### What you are asked to do:
Please check the HTCondor forum reply: which HoldReasonCode shows that a job hit its memory limit?

### Given text:
------

[Date Prev][Date Next][Thread Prev][Thread Next][Date Index][Thread Index]

Re: [HTCondor-users] Killing job instead of putting on hold when Memory is exhausted



From: Tomas Kouba <tomas.kouba@xxxxxxx>
Date: 05/23/2016 04:40 AM
 
> Hello,
>
> I have configured HTCondor to run jobs with limited amount of memory via cgroups.
> Now I am testing what happens with jobs that allocate too much:
> - put on Hold
> - HoldReason = "Error from slot1@<node>: Job has gone over memory limit"
>
> Is it possible to tell HTCondor to kill the job instead of putting jobs on hold?
> (actually I would prefer killing jobs instead of holding under all
> circumstances, not only memory
> exhaustion).

The hold action is tied to the cgroup OOM killer so it's not under user governance,
but you can implement your desired policy by setting a "periodic_remove"
_expression_. For example, if your JobStatus is 5 (held), check for a HoldReasonCode
(page 955 of the 8.4.6 manual) of 34 which indicates a memory limit was hit. If
both conditions are true, you'd set periodic_remove to true, and then the job will
exit the queue at the next interval after being held due to memory exhaustion.

periodic_remove = (JobStatus == 5 && HoldReasonCode == 34)

My own system_periodic_remove _expression_ allows held jobs to stay in the queue for
up to five days keyed from the CompletionDate attribute, so that the users can see
them and adjust their submissions accordingly but without requiring the users
to manually clean up after themselves (since we all know how that usually goes).

One thing you might consider, however, is using the 34 code to resize the memory of
the job by some factor and allowing it to restart. You can do this with a
periodic_release _expression_ coupled with a request_memory _expression_ that sets
the memory request to either the baseline value for the job or some percentage
increase of the memory used in the last run where the memory was exhausted,
allowing the job to claim more memory at each run until it's able to finish
successfully. To limit the number of attempts, you'd incorporate NumJobStarts in
the _expression_.

        -Michael Pelletier.

------

Stored items from a collection
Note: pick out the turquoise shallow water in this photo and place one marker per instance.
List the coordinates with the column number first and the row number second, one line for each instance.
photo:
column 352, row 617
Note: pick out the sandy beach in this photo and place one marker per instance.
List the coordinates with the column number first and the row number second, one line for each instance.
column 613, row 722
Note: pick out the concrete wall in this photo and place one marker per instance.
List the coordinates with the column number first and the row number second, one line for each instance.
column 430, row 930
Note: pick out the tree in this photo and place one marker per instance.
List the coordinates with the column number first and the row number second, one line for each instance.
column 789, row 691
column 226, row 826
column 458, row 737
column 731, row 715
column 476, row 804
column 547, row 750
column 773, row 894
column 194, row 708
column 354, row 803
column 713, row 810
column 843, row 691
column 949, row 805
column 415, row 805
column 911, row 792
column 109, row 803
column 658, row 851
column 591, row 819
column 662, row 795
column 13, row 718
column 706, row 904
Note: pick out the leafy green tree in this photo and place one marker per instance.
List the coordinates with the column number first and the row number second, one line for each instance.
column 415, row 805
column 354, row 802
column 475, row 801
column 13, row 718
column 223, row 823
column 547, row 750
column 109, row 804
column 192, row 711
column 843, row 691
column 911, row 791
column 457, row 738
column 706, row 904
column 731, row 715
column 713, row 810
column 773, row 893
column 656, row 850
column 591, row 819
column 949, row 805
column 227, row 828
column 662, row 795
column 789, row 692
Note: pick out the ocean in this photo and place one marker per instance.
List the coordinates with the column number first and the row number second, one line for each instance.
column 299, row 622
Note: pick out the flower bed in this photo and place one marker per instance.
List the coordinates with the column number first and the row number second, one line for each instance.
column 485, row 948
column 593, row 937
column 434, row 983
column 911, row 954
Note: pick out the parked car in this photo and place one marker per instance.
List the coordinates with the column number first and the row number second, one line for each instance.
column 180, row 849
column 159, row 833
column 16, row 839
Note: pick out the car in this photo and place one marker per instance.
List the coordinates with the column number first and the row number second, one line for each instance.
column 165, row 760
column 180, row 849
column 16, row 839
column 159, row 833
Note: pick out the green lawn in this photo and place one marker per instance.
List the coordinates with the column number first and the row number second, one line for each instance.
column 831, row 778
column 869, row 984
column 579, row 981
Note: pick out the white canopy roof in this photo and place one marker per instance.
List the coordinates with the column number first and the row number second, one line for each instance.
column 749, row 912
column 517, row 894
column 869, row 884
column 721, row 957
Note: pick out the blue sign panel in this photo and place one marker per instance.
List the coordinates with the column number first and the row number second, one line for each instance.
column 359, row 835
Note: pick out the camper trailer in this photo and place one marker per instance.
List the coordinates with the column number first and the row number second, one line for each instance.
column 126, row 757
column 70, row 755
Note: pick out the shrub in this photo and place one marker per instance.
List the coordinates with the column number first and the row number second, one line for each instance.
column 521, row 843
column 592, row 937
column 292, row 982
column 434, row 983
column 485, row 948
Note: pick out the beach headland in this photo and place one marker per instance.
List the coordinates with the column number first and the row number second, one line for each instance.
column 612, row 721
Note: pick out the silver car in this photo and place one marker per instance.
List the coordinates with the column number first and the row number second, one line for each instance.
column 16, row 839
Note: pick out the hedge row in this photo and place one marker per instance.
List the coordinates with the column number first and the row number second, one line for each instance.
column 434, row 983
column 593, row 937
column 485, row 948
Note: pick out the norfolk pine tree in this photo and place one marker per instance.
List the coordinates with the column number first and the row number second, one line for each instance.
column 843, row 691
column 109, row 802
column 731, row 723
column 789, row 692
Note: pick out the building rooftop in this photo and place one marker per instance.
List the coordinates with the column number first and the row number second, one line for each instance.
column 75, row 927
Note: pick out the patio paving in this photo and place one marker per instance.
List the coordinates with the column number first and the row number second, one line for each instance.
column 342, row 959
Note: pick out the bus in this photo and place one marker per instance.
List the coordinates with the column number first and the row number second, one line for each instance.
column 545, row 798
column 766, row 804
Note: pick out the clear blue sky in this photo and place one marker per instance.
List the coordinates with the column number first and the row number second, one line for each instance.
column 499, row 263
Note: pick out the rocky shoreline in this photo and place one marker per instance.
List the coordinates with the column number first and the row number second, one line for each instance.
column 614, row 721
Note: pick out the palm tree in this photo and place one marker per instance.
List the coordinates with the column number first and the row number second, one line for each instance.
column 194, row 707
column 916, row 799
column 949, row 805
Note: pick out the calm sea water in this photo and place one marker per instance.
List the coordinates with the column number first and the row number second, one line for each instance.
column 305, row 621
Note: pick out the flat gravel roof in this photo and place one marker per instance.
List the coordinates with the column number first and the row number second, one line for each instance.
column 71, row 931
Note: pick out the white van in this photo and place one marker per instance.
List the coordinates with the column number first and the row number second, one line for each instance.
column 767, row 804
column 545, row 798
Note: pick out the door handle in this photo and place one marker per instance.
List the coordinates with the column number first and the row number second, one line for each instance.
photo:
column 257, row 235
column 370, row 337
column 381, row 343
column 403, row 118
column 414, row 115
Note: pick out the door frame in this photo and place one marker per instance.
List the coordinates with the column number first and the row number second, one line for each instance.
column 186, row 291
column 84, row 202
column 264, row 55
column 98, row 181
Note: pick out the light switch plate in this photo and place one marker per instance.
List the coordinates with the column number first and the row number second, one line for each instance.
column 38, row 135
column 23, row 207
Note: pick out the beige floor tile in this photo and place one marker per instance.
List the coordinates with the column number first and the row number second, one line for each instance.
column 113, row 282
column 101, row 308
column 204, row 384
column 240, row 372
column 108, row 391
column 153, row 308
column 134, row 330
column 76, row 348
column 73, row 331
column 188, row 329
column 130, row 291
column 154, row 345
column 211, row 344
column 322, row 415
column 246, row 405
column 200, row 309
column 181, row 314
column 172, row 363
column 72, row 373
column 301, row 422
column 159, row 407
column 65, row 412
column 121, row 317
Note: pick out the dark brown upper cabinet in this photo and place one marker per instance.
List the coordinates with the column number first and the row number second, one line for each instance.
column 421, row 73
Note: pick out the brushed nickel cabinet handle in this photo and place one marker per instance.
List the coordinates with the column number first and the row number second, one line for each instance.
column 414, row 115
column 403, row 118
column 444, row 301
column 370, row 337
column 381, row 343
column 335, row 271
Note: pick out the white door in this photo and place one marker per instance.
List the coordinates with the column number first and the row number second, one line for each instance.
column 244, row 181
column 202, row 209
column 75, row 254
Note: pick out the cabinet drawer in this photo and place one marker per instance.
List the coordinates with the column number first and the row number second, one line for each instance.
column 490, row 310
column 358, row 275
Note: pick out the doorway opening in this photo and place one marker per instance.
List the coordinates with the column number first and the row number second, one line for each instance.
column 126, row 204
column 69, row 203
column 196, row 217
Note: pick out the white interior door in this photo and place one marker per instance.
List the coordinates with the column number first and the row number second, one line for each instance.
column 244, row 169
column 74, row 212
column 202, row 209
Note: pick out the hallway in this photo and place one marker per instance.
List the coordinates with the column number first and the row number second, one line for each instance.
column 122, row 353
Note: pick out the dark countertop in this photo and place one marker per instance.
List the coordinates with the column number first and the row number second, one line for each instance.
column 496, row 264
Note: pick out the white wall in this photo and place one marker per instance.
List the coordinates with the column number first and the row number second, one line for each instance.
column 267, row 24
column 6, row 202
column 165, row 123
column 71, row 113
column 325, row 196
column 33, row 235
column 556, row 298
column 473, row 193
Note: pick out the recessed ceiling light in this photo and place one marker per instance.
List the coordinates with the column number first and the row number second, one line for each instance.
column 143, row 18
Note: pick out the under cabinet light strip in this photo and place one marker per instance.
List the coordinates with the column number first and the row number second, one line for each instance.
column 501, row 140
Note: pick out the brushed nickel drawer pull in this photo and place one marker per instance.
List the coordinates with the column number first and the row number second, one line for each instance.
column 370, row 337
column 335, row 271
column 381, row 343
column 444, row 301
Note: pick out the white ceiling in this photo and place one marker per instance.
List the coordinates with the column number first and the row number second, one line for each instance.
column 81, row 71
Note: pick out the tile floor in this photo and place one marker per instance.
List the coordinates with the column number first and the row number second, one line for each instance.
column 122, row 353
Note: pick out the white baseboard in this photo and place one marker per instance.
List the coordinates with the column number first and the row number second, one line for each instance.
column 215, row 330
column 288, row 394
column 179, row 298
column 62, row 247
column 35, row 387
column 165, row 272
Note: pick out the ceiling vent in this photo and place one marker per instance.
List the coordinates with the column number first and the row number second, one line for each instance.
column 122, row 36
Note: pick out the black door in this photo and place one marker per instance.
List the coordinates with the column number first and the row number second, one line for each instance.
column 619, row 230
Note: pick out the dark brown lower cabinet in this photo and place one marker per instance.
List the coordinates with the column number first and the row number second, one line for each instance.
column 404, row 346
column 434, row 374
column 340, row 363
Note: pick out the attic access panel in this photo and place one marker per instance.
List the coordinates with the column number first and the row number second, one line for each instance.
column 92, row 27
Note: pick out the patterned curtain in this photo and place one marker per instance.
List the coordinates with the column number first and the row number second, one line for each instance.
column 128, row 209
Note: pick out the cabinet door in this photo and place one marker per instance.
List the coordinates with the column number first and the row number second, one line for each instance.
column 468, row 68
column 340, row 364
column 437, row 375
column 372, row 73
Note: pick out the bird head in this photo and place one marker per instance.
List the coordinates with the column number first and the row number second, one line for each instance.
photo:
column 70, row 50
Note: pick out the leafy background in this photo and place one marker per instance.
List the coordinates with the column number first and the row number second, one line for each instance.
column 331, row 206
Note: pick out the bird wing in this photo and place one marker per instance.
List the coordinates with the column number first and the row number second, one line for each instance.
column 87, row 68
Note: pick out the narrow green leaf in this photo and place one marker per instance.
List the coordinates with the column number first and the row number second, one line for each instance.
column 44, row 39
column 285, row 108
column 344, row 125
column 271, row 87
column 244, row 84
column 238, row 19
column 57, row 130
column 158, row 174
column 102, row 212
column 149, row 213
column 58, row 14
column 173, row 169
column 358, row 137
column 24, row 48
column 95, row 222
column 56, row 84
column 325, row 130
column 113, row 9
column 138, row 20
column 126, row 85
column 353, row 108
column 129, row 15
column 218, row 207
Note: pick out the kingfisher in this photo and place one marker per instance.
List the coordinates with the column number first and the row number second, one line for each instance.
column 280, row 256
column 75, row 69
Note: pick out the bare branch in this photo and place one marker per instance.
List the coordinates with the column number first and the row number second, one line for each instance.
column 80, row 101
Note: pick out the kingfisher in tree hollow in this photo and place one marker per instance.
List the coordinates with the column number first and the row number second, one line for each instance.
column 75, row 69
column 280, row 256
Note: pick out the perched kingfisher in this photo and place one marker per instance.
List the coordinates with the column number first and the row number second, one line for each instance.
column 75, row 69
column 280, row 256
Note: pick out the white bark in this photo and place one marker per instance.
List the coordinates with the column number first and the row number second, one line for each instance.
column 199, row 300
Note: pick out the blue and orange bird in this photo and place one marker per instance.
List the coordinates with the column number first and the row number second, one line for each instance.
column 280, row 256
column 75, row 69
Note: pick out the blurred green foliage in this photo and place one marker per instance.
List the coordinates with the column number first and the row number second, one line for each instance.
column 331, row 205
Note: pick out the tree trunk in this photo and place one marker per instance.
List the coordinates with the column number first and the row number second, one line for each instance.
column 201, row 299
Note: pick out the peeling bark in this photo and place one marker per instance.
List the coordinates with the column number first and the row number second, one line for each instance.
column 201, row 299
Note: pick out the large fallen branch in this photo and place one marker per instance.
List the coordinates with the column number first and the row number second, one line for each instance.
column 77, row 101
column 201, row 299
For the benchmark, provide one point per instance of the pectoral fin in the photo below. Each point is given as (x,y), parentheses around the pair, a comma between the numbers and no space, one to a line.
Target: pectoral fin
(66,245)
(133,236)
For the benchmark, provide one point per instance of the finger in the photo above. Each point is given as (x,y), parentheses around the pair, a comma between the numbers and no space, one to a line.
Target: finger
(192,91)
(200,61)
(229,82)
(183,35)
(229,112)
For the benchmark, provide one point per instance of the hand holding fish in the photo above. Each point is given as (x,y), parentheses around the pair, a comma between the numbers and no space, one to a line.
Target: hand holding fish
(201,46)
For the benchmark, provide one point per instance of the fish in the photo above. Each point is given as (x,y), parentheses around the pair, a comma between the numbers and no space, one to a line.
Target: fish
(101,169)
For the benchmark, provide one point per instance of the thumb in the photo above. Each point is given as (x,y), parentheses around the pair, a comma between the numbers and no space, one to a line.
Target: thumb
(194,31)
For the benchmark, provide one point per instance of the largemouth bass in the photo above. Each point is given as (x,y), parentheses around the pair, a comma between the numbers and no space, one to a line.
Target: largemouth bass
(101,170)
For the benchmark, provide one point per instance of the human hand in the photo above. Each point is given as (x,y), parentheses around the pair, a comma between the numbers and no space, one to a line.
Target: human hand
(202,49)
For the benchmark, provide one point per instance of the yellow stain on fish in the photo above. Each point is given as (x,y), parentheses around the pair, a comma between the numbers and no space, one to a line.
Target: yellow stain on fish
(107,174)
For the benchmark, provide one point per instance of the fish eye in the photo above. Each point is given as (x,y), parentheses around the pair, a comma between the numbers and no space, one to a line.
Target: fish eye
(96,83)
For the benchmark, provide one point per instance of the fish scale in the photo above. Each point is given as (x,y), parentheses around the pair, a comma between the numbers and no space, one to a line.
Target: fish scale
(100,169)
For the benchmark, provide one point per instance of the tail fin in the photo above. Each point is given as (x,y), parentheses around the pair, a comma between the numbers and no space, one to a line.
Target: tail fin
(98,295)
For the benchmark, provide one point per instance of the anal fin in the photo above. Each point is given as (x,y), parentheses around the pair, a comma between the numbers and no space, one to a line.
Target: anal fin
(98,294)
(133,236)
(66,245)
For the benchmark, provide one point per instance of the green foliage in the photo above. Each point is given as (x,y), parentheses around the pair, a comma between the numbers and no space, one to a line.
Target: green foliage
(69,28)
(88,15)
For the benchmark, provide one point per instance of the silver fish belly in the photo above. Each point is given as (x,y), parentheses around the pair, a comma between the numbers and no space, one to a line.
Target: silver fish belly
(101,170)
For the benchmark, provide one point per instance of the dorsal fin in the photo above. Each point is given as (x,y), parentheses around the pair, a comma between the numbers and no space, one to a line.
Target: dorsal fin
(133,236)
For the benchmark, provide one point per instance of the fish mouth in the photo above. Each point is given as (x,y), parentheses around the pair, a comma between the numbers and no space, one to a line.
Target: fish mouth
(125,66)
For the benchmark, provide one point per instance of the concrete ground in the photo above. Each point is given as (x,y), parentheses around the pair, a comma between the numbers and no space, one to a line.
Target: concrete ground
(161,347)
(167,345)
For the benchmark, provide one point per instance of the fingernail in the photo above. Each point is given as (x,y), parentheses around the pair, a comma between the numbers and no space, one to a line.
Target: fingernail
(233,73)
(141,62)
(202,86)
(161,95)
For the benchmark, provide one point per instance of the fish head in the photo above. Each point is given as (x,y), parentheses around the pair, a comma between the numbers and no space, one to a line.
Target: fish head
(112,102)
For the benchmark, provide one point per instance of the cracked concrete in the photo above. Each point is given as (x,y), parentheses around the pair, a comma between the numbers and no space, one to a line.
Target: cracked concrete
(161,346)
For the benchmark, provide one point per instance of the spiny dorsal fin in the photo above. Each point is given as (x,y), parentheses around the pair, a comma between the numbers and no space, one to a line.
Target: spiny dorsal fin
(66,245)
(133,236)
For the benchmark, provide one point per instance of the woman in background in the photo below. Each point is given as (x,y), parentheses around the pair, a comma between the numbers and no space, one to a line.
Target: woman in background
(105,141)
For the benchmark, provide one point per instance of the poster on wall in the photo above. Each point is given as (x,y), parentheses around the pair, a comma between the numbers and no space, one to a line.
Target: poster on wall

------

### Exercise output:
34